The problem:
Set down each of the records below word for word, keeping every line in its original order.

Saved entries
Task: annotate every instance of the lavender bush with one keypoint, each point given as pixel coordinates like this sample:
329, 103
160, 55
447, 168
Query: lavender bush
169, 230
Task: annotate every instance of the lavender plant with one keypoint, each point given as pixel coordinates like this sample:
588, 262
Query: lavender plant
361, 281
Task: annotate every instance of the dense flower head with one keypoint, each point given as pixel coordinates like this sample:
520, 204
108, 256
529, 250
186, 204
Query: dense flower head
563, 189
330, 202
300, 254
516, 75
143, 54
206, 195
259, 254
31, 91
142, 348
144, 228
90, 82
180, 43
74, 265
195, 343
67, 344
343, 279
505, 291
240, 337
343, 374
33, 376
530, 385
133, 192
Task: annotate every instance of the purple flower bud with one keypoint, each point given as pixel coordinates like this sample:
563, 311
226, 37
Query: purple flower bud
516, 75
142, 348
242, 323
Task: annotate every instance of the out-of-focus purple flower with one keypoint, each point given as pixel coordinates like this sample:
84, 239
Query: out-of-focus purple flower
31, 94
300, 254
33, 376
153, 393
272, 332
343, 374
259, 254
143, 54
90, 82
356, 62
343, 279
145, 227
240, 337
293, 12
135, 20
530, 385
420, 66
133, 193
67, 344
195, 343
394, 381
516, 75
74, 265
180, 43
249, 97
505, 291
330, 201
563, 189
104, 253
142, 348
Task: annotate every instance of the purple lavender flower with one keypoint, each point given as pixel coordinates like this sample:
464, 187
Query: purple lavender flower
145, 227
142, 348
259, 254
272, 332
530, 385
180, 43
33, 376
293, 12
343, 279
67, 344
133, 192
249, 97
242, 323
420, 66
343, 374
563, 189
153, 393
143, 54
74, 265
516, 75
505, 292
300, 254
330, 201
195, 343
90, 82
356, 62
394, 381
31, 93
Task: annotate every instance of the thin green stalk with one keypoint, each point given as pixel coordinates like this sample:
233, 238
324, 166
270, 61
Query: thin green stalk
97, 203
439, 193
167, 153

Exercise output:
Task: annotate every instance of the lavender bush with one keypoint, each point given as pixel coordinates like this sample:
329, 103
160, 55
447, 168
Query: lavender bush
169, 230
Task: annotate every instance of the lavender plant with one keypoint, each point given as pixel coordinates like this sample:
588, 262
Query: lavender plant
361, 281
Task: annotate every instance of the dense flower head with one keypoint, each point given as pixel coordinates like this sample:
520, 204
108, 256
529, 250
186, 204
Query: dense flower head
563, 189
330, 202
300, 254
516, 75
143, 54
206, 195
259, 254
31, 91
142, 348
144, 228
90, 82
180, 43
74, 265
195, 343
67, 344
343, 279
505, 291
240, 337
343, 374
33, 376
530, 385
133, 192
Task: annotate every instance of the purple flower bud with one keypoint, each point given as pixel coordinates like this sample:
563, 311
226, 37
Query: purple flower bud
516, 75
142, 348
242, 323
Task: annotate every instance of the out-of-focus purple flower with one keypoint, each point given as pixel coordinates like this sample:
84, 239
Query: out-of-focus purple flower
31, 94
300, 254
33, 376
153, 393
272, 332
343, 374
259, 254
143, 54
90, 82
356, 62
343, 279
145, 227
240, 337
293, 12
135, 20
530, 385
420, 66
133, 193
67, 344
195, 343
394, 381
516, 75
74, 265
180, 43
249, 97
505, 291
330, 201
563, 189
104, 253
142, 348
Task: annotate every instance of the purple lavender flower with one keypoint, each point given as pixel coordinates like this sample:
464, 187
Query: purple lavender flower
145, 227
142, 348
259, 254
272, 332
530, 385
180, 43
33, 376
293, 12
343, 279
67, 344
133, 192
249, 97
242, 323
420, 66
343, 374
563, 189
153, 393
143, 54
74, 265
516, 75
505, 292
300, 254
330, 201
195, 343
90, 82
356, 62
394, 381
31, 93
Task: annotate every instance of the thin green stalk with one keypoint, each point given as pixel coordinates like this sample:
233, 238
324, 166
270, 61
Query: thin green stalk
97, 203
439, 193
167, 153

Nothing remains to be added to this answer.